-------- Text block

The staging by Grischa Asagaroff is phenomenal. Rich in color and images that transport us to a children's book, at all classical, can create a striking visual effect. Similarly, the sense of constant action of the characters helps to elevate this opera to its maximum tenderness. I found some parallels with the staging of Laurent Pelly (one of my favorite directors), the childish character of the scenarios and also by the use of an animal running from one point to the other of the stage. If Laurent Pelly uses a white dog who truly moves quickly on stage, if not mistaken in one of the Dulcamara entries, here is an inert boar, pulled from side to side of the stage by a rope, at various times. Once is funny, two is still funny, but on the third time the fun starts to fade out -
is a basic rule of comedy. This of course does not diminish the quality of the production, being a mere personal opinion of someone who takes the comedy very seriously.

----------------
-------- Material provided

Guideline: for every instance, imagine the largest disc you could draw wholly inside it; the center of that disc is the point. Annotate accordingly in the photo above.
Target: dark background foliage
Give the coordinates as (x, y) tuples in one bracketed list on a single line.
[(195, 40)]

----------------

Given task →
In the opera review, what animal is pulled across the stage by a rope?

Reply →
An inert boar is pulled from side to side of the stage by a rope.